DIRECTIONS →
Please rewrite the items below as a numbered list with one number per line, dropping the blank lines and leaving the pictures out of your answer.

-------------------------

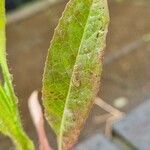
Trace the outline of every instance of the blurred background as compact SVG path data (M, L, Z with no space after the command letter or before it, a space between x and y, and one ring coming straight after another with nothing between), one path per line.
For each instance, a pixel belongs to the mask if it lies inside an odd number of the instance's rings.
M27 100L41 89L43 67L50 39L68 0L6 0L7 53L24 128L37 145ZM108 0L110 27L99 97L128 113L150 98L150 1ZM106 123L98 121L105 114L94 106L79 141L93 133L104 132ZM97 118L97 119L95 119ZM51 145L55 135L46 124ZM12 143L0 137L0 149Z

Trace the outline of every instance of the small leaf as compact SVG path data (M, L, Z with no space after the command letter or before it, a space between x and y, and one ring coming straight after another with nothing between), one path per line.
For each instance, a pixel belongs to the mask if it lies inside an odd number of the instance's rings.
M12 138L16 149L32 150L32 142L23 131L11 75L6 61L5 0L0 0L0 132Z
M59 150L76 142L92 108L108 22L107 0L70 0L55 30L43 77L43 101Z

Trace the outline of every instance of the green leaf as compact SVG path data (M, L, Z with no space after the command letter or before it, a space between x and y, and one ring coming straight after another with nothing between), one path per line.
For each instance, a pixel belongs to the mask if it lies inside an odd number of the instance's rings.
M99 89L107 0L70 0L55 30L43 77L46 118L59 150L76 142Z
M5 1L0 0L0 132L11 137L16 149L32 150L32 142L23 131L11 75L6 61Z

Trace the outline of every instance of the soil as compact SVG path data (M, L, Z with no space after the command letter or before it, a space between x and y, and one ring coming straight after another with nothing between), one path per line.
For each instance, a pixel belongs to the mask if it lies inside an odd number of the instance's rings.
M31 92L41 89L41 80L47 49L54 28L66 2L7 26L7 53L15 91L19 97L22 122L28 135L38 145L37 135L29 115L27 100ZM150 33L150 5L134 2L109 1L111 23L105 57ZM150 98L150 43L132 53L104 65L99 96L113 105L114 100L126 97L128 104L120 109L129 112ZM94 106L79 141L94 132L103 132L105 124L97 124L94 116L105 113ZM56 149L55 135L46 125L51 145ZM50 130L50 131L49 131ZM0 150L13 149L7 137L0 137Z

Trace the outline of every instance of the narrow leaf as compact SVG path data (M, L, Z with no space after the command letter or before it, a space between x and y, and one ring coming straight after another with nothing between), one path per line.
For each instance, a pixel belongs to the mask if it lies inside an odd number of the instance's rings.
M76 142L98 92L108 22L107 0L70 0L55 30L43 101L59 150Z
M24 133L11 75L6 61L5 0L0 0L0 132L12 138L16 149L32 150L33 144Z

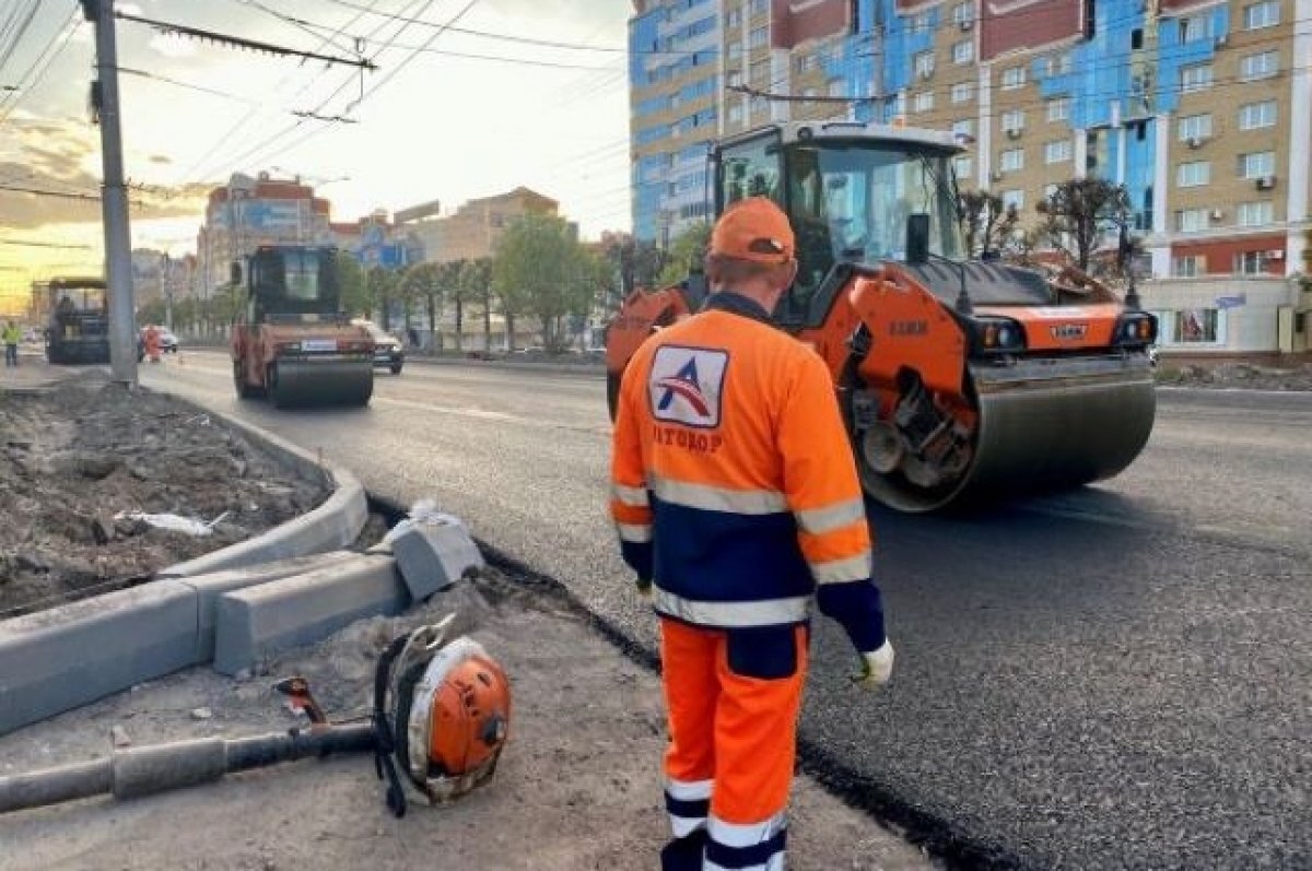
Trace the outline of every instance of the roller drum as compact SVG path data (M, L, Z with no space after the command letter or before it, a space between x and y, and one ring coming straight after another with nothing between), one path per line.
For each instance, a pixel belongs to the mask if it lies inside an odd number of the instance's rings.
M1152 433L1147 359L1022 361L970 369L979 425L966 471L939 487L859 463L870 495L903 512L1069 489L1111 477Z
M366 405L373 394L374 365L367 357L283 357L269 371L269 399L278 408Z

-------------------------

TASK SOLUTION →
1. Trace the outline of every instance of the blurred background as compact SVG path data (M, L, Z with no space after the command letter or before it, a space between x and y, and one ring coming straight after another with nothing between), one path per line.
2. For each instance, a pixel belongs to the mask if it lies inside an odd number of the instance's rings.
3. M27 100L41 89L43 67L50 39L68 0L6 0L7 53L24 128L37 145ZM108 0L110 27L99 97L128 113L150 98L150 1ZM106 123L98 121L105 114L94 106L79 141L93 133L104 132ZM97 118L97 119L95 119ZM51 145L55 135L46 124ZM12 143L0 137L0 149Z
4. Trace the outline of every instance of the small leaf as compact SVG path data (M, L, Z with no space after the command letter or before it, a space between x and y, and one ring coming straight after another with nothing between), one path per line.
5. For each instance, a pixel belongs to the mask if it lies inside an odd number of the instance's rings.
6. M12 138L16 149L32 150L32 142L23 131L11 75L6 61L5 0L0 0L0 132Z
7. M59 150L76 142L92 108L108 22L107 0L70 0L55 30L43 77L43 101Z
8. Trace the outline of every instance of the green leaf as compact SVG path data (M, L, Z with no space after the command letter or before it, a space between x and y, and one ring coming straight after another with nothing between), one path per line.
9. For each instance, a pixel belongs to the mask if it lies inside an odd number of the instance's rings.
10. M99 89L107 0L70 0L55 30L43 77L46 118L59 150L76 142Z
11. M5 1L0 0L0 132L11 137L16 149L32 150L32 142L23 131L11 75L6 61Z
12. Trace the outline of every instance of the soil as compact SVG path data (M, L, Z with no space after the command letter or before it, a space between x and y, and one ring coming straight after another with nothing between), one path per line.
13. For each instance, a pixel belongs to the mask if it lies inside an odd number of the instance's rings.
14. M31 92L41 89L41 80L47 49L54 28L66 2L7 26L7 53L15 91L19 97L22 122L28 135L38 145L37 135L29 115L27 100ZM150 33L150 5L134 2L109 1L111 23L105 57ZM150 98L150 43L132 53L104 65L99 96L113 105L114 100L126 97L128 104L120 109L129 112ZM94 106L79 141L94 132L103 132L105 124L97 124L94 116L105 113ZM56 149L55 135L46 125L51 145ZM50 130L50 131L49 131ZM0 150L13 149L7 137L0 137Z
15. Trace the outline of every instance of the narrow leaf as compact SVG path data (M, L, Z with no space after the command letter or before it, a space between x and y, and one ring coming straight after another with nothing between), one path per line.
16. For each instance, a pixel belongs to the mask if it lies inside an odd number of the instance's rings.
17. M76 142L98 92L108 22L107 0L70 0L55 30L43 101L59 150Z
18. M24 133L11 75L6 61L5 0L0 0L0 132L12 138L16 149L32 150L33 144Z
19. Trace the outline of every instance of the roller drum as compact SVG path data (M, L, Z with no space after the command letter or before it, a space between x and y, and one ring coming straight after another with nothing between), one path per line.
20. For each instance, a pixel belongs to the mask if it lies inside an odd number of the instance's rings.
21. M1152 433L1147 359L1022 361L970 369L979 425L966 471L939 487L859 463L870 495L903 512L1069 489L1111 477Z
22. M366 405L373 394L374 365L367 357L283 357L269 371L269 399L278 408Z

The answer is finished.